■ **Stated task**
Return the data below unchanged, keeping every line and character as it stands.

■ **Supplied entries**
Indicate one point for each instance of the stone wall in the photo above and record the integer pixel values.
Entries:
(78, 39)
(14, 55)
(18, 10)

■ **In response**
Indicate one point for each instance of the stone wall in the photo above and record the integer pixel values.
Entries:
(78, 39)
(14, 55)
(18, 10)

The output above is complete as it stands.